### WORK TO DO
Select every line in the records below that contains the word "wall" and copy each one out. Case counts.

### RECORDS PROVIDED

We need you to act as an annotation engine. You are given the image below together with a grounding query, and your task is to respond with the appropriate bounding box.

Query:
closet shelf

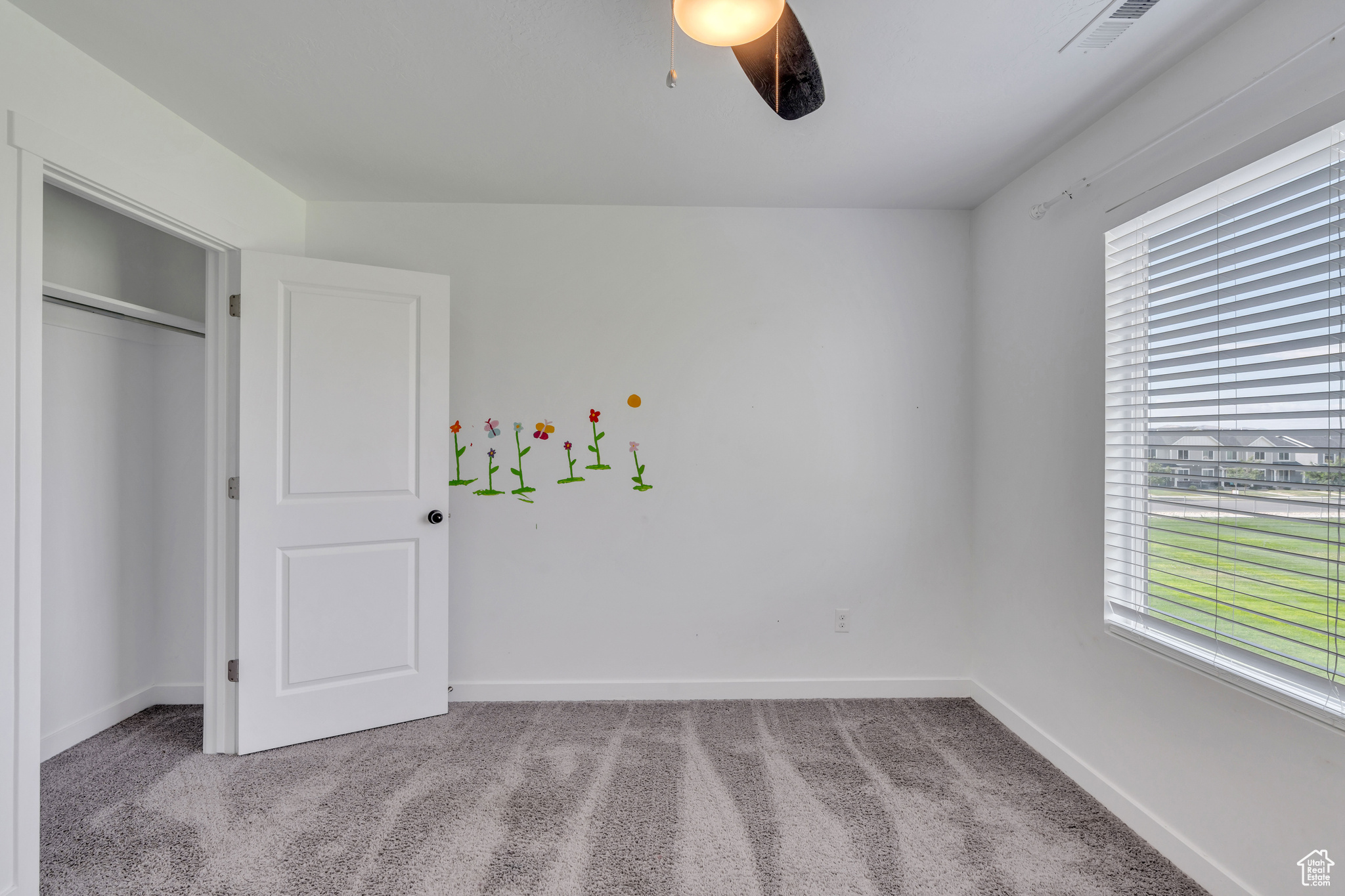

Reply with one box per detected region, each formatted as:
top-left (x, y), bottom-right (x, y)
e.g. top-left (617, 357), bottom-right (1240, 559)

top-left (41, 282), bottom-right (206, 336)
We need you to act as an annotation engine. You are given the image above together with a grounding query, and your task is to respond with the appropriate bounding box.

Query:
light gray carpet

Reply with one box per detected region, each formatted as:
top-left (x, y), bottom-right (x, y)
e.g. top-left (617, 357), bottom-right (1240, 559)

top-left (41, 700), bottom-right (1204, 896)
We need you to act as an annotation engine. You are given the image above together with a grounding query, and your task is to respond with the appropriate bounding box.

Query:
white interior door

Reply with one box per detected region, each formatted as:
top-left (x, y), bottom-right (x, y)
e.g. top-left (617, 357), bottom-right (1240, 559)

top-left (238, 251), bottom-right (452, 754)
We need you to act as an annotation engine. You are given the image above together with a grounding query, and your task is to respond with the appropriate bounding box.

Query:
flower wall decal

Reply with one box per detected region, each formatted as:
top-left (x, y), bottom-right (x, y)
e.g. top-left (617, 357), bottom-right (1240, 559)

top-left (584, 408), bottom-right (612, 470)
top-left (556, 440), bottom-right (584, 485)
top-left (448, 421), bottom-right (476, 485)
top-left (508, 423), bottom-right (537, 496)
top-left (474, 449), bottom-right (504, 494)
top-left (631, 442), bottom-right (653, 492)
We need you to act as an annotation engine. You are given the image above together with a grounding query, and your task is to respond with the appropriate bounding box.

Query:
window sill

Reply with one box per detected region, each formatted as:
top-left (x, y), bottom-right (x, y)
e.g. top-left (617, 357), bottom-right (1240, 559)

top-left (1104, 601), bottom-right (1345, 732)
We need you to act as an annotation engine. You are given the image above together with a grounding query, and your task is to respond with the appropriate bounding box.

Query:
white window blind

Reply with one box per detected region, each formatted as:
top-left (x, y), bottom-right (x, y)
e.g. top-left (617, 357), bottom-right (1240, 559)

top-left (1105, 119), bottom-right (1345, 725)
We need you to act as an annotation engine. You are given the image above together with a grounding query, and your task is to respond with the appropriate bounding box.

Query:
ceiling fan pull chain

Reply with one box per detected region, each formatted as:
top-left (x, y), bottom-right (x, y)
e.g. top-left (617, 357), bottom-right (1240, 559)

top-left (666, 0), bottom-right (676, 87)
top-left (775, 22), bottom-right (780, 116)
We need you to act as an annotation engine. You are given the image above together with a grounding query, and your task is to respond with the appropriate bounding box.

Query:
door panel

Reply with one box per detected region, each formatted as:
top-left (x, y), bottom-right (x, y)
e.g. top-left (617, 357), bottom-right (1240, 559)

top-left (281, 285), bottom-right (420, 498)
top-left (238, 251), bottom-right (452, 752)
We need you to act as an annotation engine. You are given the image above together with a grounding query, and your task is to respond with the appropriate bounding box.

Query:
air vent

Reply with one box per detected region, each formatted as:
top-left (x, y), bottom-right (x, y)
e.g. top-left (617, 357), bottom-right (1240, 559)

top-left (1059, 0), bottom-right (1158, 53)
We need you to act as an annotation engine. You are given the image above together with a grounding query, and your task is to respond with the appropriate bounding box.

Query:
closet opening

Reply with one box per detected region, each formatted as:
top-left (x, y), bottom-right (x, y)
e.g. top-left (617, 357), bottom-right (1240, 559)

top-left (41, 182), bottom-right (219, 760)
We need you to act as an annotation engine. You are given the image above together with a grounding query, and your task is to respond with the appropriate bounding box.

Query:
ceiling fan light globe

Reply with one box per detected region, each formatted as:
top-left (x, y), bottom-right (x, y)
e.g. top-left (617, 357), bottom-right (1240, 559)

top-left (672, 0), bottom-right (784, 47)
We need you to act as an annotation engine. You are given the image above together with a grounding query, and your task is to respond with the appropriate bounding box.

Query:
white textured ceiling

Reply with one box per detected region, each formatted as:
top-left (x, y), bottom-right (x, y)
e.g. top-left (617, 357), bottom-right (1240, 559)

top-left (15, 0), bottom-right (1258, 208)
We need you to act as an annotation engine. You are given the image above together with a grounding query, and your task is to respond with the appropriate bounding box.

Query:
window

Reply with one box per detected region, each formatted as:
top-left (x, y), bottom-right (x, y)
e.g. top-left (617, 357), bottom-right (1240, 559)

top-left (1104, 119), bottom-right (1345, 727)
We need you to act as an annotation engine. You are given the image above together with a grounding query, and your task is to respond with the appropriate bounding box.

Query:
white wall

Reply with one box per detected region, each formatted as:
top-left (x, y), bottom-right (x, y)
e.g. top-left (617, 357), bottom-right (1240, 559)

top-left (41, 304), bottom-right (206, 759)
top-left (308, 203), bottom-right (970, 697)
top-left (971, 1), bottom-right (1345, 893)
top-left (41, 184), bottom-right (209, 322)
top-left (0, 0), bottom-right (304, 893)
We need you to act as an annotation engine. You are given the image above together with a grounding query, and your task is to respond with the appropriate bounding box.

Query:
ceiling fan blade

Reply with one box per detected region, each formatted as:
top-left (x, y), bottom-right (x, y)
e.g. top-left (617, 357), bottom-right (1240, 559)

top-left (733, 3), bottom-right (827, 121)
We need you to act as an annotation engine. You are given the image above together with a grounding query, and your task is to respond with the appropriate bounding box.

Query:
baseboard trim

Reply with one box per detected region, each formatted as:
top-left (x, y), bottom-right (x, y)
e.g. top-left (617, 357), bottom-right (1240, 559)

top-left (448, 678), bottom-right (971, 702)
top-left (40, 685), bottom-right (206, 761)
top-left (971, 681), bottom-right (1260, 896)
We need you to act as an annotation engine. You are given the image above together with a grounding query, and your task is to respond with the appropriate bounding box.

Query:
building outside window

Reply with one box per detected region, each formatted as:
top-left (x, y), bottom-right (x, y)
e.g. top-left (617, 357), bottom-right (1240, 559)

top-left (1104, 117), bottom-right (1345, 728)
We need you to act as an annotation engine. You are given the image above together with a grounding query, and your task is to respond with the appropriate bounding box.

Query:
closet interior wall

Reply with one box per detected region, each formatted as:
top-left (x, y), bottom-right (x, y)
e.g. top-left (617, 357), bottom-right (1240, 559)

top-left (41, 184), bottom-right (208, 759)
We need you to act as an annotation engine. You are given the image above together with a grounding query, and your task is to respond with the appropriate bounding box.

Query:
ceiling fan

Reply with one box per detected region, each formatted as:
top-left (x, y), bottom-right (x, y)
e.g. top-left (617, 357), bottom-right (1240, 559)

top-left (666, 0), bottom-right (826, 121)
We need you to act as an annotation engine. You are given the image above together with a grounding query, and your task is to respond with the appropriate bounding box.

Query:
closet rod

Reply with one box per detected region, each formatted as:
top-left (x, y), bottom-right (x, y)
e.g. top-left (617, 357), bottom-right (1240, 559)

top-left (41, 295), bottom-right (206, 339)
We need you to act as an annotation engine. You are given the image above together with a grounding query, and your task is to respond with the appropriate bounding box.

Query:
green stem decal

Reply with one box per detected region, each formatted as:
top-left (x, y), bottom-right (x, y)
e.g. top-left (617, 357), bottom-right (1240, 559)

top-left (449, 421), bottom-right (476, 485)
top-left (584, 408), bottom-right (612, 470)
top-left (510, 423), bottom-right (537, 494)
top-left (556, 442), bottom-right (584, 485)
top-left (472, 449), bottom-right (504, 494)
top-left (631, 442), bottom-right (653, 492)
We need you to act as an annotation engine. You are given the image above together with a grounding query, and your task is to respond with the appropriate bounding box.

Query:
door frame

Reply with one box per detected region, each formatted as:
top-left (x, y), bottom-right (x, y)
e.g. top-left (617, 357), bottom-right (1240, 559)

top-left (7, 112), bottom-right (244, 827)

--

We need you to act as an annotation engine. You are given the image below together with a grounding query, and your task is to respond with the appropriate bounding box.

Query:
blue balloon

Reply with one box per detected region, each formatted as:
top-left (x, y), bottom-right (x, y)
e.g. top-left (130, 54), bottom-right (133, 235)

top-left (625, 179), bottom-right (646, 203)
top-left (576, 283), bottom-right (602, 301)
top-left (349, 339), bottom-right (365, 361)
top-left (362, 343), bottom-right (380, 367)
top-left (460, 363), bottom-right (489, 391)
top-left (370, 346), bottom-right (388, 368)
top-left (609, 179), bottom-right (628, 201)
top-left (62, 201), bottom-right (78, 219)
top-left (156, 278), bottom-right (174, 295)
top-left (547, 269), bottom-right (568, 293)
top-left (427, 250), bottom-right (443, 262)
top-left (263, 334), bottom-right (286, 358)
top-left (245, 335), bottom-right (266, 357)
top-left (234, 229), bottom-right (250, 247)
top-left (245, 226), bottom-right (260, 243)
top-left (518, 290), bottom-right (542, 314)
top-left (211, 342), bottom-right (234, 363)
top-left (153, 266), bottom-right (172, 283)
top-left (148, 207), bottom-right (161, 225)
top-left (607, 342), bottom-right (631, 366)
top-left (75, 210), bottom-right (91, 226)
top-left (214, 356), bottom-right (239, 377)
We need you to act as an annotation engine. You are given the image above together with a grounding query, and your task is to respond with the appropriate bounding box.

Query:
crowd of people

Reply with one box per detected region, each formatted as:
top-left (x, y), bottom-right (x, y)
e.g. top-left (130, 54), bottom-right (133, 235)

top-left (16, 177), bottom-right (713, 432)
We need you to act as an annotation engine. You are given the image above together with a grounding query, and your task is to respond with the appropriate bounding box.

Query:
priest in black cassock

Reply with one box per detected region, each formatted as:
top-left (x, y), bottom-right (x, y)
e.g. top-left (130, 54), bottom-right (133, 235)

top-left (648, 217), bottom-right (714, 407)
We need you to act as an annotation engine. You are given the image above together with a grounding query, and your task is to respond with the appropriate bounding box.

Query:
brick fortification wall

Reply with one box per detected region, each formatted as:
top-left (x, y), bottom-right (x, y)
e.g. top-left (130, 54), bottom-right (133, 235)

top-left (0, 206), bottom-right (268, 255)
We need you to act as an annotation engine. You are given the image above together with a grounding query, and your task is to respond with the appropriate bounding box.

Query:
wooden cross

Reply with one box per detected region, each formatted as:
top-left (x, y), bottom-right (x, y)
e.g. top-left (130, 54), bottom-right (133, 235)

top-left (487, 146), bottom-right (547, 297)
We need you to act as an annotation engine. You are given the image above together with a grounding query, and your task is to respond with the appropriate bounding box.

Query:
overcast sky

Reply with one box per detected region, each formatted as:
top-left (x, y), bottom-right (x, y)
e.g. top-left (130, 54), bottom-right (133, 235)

### WRITTEN SOLUTION
flower wall decal
white wall
closet interior wall
brick fortification wall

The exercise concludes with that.